Task brief: Copy all of the entries below verbatim, leaving out the pictures.
--- Data ---
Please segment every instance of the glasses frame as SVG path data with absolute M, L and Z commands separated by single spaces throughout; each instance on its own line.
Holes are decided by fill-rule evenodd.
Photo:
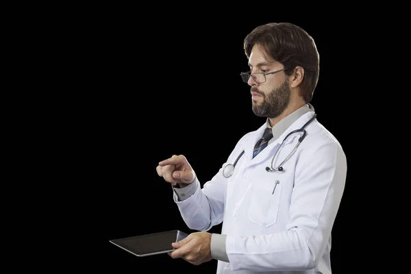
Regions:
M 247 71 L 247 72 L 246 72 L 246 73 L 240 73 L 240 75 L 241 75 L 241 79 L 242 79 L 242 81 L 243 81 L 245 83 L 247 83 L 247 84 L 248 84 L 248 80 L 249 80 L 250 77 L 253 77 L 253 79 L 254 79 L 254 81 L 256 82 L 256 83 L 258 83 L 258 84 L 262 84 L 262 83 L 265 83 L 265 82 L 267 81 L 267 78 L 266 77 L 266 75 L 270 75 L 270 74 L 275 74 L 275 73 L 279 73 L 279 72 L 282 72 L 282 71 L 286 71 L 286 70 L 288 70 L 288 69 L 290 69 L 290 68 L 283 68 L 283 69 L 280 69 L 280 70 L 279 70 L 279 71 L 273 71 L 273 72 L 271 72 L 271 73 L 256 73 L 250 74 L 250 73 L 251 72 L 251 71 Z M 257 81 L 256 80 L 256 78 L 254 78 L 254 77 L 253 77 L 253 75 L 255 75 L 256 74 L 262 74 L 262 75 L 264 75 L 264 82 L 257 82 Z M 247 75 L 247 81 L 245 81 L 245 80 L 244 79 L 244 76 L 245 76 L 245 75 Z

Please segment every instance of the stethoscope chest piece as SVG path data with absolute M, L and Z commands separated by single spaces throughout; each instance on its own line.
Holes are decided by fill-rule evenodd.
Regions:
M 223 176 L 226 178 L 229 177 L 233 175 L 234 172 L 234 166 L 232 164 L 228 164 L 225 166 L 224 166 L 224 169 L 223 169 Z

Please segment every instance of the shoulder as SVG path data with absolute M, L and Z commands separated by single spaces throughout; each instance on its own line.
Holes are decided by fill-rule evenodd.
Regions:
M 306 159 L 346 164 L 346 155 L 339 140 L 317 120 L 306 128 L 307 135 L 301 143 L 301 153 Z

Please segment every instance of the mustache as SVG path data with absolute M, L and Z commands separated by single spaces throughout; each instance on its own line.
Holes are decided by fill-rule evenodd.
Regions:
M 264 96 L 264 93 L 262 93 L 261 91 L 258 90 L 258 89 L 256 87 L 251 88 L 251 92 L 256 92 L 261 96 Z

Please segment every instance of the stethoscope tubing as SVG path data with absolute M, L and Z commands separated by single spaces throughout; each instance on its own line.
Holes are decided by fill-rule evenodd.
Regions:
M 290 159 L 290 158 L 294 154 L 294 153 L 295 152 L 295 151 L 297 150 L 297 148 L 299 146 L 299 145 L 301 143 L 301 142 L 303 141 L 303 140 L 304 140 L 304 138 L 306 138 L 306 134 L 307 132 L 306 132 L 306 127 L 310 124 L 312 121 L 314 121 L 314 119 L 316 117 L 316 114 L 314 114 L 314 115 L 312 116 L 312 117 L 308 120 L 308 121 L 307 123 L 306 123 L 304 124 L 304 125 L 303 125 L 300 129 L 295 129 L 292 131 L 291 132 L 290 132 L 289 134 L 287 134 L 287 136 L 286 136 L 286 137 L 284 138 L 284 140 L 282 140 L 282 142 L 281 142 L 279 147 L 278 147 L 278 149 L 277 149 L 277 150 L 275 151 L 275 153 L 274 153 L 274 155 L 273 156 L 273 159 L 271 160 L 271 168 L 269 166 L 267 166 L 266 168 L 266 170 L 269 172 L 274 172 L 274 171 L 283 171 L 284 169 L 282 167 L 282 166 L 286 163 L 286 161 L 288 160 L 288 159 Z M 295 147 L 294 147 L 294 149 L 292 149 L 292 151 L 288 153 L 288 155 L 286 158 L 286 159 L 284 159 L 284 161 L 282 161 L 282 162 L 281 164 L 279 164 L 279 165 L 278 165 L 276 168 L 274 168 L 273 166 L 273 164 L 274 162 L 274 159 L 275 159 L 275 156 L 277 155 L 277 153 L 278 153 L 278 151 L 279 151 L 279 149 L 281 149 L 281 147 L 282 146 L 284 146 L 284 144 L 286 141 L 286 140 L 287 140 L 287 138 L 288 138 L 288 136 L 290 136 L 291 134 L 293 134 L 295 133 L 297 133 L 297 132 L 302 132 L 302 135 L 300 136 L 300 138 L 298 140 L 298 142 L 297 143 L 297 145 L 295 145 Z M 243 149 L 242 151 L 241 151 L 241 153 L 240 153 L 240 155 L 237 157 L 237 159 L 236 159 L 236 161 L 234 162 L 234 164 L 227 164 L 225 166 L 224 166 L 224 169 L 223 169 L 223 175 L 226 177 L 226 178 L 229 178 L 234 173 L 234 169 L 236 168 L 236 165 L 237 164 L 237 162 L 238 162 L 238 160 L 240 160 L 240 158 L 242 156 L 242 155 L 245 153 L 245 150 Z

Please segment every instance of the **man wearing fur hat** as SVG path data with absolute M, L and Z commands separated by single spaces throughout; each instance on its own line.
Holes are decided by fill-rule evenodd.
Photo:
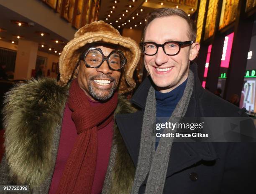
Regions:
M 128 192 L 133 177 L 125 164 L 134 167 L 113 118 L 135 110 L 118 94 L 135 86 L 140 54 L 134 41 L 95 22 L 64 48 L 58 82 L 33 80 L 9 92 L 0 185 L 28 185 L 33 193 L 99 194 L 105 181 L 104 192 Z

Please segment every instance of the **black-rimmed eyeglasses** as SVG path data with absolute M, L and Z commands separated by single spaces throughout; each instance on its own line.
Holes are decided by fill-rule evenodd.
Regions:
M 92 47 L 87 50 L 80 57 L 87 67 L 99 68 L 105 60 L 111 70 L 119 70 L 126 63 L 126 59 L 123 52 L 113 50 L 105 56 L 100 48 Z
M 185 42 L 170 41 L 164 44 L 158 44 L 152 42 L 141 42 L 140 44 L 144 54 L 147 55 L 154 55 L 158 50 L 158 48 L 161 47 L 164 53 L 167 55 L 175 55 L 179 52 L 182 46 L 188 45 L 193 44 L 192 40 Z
---
Reply:
Please segment every instance of the glasses frame as SVG path data with absolute M, L and Z commands separated by single spaces throughout; each instance on its own line.
Holes are decided by fill-rule evenodd.
Photo:
Regions:
M 247 71 L 247 72 L 246 72 L 246 73 L 240 73 L 240 75 L 241 75 L 241 79 L 242 79 L 242 81 L 243 81 L 245 83 L 247 83 L 247 84 L 248 84 L 248 80 L 249 80 L 250 77 L 253 77 L 253 79 L 254 79 L 254 81 L 256 82 L 256 83 L 258 83 L 258 84 L 262 84 L 262 83 L 265 83 L 265 82 L 267 81 L 267 78 L 266 77 L 266 75 L 270 75 L 270 74 L 275 74 L 275 73 L 279 73 L 279 72 L 282 72 L 282 71 L 286 71 L 286 70 L 288 70 L 288 69 L 290 69 L 290 68 L 283 68 L 283 69 L 280 69 L 280 70 L 279 70 L 279 71 L 273 71 L 273 72 L 271 72 L 271 73 L 256 73 L 250 74 L 250 73 L 251 72 L 251 71 Z M 257 81 L 256 80 L 256 78 L 254 78 L 254 77 L 253 77 L 253 75 L 255 75 L 256 74 L 262 74 L 262 75 L 264 75 L 264 82 L 257 82 Z M 247 75 L 247 81 L 245 81 L 245 80 L 244 79 L 244 76 L 245 76 L 245 75 Z

Please segment every instance of the stethoscope chest piece as SVG path data with absolute M, L and Z commands separated by single spaces throughout; each instance on its own line.
Holes are decided by fill-rule evenodd.
Regions:
M 223 176 L 226 178 L 229 177 L 233 175 L 234 172 L 234 166 L 232 164 L 228 164 L 225 166 L 224 166 L 224 169 L 223 169 Z

Please segment every instance of the shoulder as SVG path data with absolute M, L and Z commands separated by single spaces throughout; each instance on its own line.
Holes are decided by fill-rule evenodd.
Regions:
M 306 159 L 346 164 L 346 155 L 339 140 L 317 120 L 306 128 L 307 135 L 301 143 L 301 153 Z

Please segment every instance of the mustache as SVG path data with absolute M, L and Z commands separated by single spaces throughout; each instance on its own line.
Holes are decided by fill-rule evenodd.
Regions:
M 264 96 L 264 93 L 262 93 L 261 91 L 258 90 L 258 89 L 256 87 L 251 88 L 251 92 L 256 92 L 261 96 Z

Please segment every instance of the stethoscope tubing as SVG path data with absolute M, L and Z commands separated by single spaces throughout; each instance on its own line.
Holes are decided by fill-rule evenodd.
Regions:
M 290 159 L 290 158 L 294 154 L 294 153 L 295 152 L 295 151 L 297 150 L 297 148 L 299 146 L 299 145 L 301 143 L 301 142 L 303 141 L 303 140 L 304 140 L 304 138 L 306 138 L 306 134 L 307 132 L 306 132 L 306 127 L 310 124 L 312 121 L 314 121 L 314 119 L 316 117 L 316 114 L 314 114 L 314 115 L 312 116 L 312 117 L 308 120 L 308 121 L 307 123 L 306 123 L 304 124 L 304 125 L 303 125 L 300 129 L 295 129 L 292 131 L 291 132 L 290 132 L 289 134 L 287 134 L 287 136 L 286 136 L 286 137 L 284 138 L 284 140 L 282 140 L 282 142 L 281 142 L 279 147 L 278 147 L 278 149 L 277 149 L 277 150 L 275 151 L 275 153 L 274 153 L 274 155 L 273 156 L 273 159 L 271 160 L 271 168 L 269 166 L 267 166 L 266 168 L 266 170 L 269 172 L 274 172 L 274 171 L 283 171 L 284 169 L 282 167 L 282 166 L 286 163 L 286 161 L 288 160 L 288 159 Z M 295 147 L 294 147 L 294 149 L 292 149 L 292 151 L 288 153 L 288 155 L 286 158 L 286 159 L 284 159 L 284 161 L 282 161 L 282 162 L 281 164 L 279 164 L 279 165 L 278 165 L 276 168 L 274 168 L 273 166 L 273 164 L 274 162 L 274 159 L 275 159 L 275 156 L 277 155 L 277 153 L 278 153 L 278 151 L 279 151 L 279 149 L 281 149 L 281 147 L 282 146 L 284 146 L 284 144 L 286 141 L 286 140 L 287 140 L 287 138 L 288 138 L 288 136 L 290 136 L 291 134 L 293 134 L 295 133 L 297 133 L 297 132 L 302 132 L 302 135 L 300 136 L 300 138 L 298 140 L 298 142 L 297 143 L 297 145 L 295 145 Z M 243 149 L 242 151 L 241 151 L 241 153 L 240 153 L 240 155 L 237 157 L 237 159 L 236 159 L 236 161 L 234 162 L 234 164 L 227 164 L 225 166 L 224 166 L 224 169 L 223 169 L 223 175 L 226 177 L 226 178 L 229 178 L 234 173 L 234 169 L 236 168 L 236 165 L 237 164 L 237 162 L 238 162 L 238 160 L 240 160 L 240 158 L 242 156 L 242 155 L 245 153 L 245 150 Z

Please segment every instance of the **man wearing fur hat** as SVG path data with absolute M, L and Z commands separated by single spaces throughout; each instance on its own line.
Holes are decided by fill-rule evenodd.
Photo:
Regions:
M 128 192 L 133 177 L 125 164 L 134 167 L 113 118 L 135 110 L 118 94 L 135 86 L 140 54 L 134 41 L 95 22 L 64 48 L 58 82 L 33 80 L 9 92 L 0 185 L 28 185 L 33 193 L 99 194 L 105 181 L 104 192 Z

Please segment every instance of the **black-rimmed eyeglasses** as SVG path data with absolute M, L and Z commands separated by single spaces throughout; each instance on its own line.
Holes are decided by fill-rule evenodd.
Regions:
M 92 47 L 87 50 L 80 57 L 87 67 L 99 68 L 105 60 L 111 70 L 119 70 L 126 63 L 126 59 L 123 52 L 113 50 L 105 56 L 100 48 Z
M 185 42 L 170 41 L 164 44 L 158 44 L 152 42 L 141 42 L 140 44 L 144 54 L 147 55 L 154 55 L 158 50 L 158 48 L 161 47 L 164 53 L 167 55 L 175 55 L 179 52 L 182 46 L 188 45 L 193 44 L 192 40 Z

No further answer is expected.